> _Records provided_
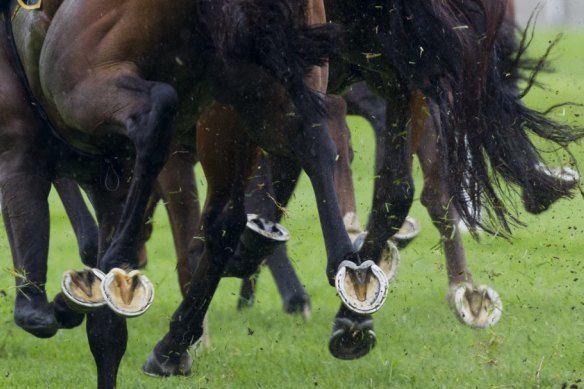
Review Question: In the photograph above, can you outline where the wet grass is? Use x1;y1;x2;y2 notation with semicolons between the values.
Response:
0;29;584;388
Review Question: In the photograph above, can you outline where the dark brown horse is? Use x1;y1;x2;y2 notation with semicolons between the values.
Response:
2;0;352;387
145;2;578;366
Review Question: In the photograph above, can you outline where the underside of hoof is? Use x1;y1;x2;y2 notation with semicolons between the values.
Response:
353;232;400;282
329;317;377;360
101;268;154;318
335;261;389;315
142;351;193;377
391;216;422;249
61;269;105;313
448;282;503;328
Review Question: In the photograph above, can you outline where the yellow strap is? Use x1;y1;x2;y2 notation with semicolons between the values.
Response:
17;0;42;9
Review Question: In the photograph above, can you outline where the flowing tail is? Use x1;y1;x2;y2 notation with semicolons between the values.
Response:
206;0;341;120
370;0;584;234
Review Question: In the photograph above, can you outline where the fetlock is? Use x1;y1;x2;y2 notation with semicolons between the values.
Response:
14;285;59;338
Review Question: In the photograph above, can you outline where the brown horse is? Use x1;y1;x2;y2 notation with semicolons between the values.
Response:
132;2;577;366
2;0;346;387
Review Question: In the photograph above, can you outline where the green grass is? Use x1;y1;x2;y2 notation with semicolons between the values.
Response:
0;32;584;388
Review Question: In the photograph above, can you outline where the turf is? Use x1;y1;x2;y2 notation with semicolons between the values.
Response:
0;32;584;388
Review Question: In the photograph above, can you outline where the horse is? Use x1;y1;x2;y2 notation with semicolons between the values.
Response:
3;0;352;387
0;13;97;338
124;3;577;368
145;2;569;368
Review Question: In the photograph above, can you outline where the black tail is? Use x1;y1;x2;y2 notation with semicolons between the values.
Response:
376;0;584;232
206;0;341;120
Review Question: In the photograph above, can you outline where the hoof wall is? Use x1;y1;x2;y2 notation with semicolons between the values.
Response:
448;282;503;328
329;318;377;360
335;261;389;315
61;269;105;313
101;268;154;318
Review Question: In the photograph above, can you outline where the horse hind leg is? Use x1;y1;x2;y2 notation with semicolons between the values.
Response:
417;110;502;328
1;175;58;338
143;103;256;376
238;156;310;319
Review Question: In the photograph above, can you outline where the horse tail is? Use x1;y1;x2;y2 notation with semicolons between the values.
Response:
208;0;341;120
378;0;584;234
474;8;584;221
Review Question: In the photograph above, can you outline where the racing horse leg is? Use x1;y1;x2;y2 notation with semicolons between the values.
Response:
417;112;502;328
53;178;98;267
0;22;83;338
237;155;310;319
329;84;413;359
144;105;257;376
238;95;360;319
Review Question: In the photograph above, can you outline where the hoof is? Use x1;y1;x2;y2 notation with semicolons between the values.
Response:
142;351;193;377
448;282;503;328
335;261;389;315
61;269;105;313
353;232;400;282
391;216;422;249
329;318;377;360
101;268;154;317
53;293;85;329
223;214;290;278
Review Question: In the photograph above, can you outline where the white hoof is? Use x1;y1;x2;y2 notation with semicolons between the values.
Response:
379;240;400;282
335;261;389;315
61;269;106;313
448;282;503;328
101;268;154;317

==

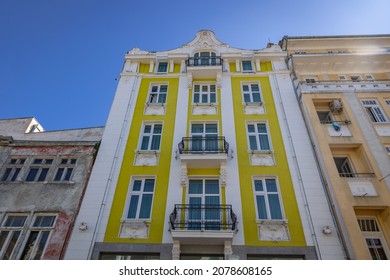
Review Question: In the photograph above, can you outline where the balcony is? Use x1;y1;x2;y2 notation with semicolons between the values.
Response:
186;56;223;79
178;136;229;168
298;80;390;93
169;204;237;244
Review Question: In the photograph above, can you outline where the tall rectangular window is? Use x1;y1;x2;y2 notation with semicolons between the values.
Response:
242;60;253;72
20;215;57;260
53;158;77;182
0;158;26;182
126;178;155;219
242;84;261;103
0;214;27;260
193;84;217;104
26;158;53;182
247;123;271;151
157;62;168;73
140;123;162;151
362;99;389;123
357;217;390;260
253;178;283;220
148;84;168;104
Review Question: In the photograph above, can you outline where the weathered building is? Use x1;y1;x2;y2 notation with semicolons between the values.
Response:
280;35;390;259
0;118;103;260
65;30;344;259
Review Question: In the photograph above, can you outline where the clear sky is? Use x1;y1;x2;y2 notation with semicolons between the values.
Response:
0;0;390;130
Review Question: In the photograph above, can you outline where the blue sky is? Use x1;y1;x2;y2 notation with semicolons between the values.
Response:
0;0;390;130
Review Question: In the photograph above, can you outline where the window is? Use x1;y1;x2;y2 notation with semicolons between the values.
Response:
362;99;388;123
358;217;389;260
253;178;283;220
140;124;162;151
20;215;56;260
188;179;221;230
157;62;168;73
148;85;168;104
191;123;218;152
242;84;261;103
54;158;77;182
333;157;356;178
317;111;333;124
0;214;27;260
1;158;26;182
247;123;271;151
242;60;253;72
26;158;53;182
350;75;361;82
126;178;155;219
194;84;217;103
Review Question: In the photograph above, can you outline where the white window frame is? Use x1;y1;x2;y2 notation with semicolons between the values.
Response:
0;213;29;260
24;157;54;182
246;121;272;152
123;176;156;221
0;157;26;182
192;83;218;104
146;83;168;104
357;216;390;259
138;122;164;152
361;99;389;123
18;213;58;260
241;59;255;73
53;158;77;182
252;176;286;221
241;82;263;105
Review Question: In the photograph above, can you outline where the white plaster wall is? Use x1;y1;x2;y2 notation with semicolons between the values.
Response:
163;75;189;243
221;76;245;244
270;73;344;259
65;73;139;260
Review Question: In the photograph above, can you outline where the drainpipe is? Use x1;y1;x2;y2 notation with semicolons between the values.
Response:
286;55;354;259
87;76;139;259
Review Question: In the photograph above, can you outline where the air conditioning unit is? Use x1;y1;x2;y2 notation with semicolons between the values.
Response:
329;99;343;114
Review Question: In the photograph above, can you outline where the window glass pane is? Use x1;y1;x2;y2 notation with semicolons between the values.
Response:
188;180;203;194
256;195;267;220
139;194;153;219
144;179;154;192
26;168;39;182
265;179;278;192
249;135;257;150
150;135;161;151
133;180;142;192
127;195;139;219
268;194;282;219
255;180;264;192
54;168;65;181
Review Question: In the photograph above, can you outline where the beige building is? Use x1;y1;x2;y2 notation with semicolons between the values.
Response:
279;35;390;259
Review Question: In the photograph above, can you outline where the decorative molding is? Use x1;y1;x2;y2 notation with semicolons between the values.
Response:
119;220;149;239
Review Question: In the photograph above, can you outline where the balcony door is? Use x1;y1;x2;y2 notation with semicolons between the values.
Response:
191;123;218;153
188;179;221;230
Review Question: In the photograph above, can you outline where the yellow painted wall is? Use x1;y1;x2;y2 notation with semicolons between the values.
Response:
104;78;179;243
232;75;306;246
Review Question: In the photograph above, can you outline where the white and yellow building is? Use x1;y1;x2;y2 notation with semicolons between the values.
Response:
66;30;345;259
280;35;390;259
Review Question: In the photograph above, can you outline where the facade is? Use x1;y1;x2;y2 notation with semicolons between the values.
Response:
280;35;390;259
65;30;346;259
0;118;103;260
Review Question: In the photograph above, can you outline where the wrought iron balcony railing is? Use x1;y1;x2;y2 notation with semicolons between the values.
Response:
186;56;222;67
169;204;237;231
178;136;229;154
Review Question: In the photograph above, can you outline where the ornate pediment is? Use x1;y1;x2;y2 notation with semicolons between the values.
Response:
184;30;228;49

> _The task_
Please rewrite the rows from the line with "where the beige" to the line with "184;30;228;49", both included, requests and all, scaling every bounding-box coordinate in the answers by 1.85 and rounding to whole numbers with halves going up. Leave the numbers in the requests and their format samples unchanged.

> _Task response_
Review Question: In the photograph above, can you outline where the beige building is? Use x1;y1;x2;y2 notation with semicolons between the values.
Response:
516;65;722;479
Review Question: In the photograph above, can you outline where the decorative molding is? Use x1;y1;x2;y2 notation with semicolons between the values.
Response:
220;407;276;442
Review Question: In the photograph above, can you outline where the balcony door is? Use x1;y1;x2;y2 notation with semicolons between the values.
Response:
353;228;403;283
348;331;409;426
Review Question: In the photograph above, can you outline where the yellow painted wall is? Use x1;y1;x2;y2 notation with semicolons between the values.
Response:
192;144;331;450
429;139;566;455
Review Question: In the photograph above, can you outline where the white and yellow building is? Use x1;y1;x2;y2 notation with semicolons between the values.
Response:
122;56;638;479
518;65;722;479
Review Question: In the photograph above, can you outline where the facade is? Use x1;y1;x2;y2 notation with semicolons between the values.
Response:
518;65;722;479
120;56;640;479
0;218;191;481
Review Question: In the photograph above, can you outline where the wrought iron balcony railing is? Use x1;y1;x2;y2 notation with semicolons between the values.
Response:
344;104;411;124
313;377;438;427
329;252;424;285
Review Question: In the photograph above, can you outline where the ornate pediment is? Use x1;y1;x2;y2 notation with semicolons between the values.
Response:
340;56;422;91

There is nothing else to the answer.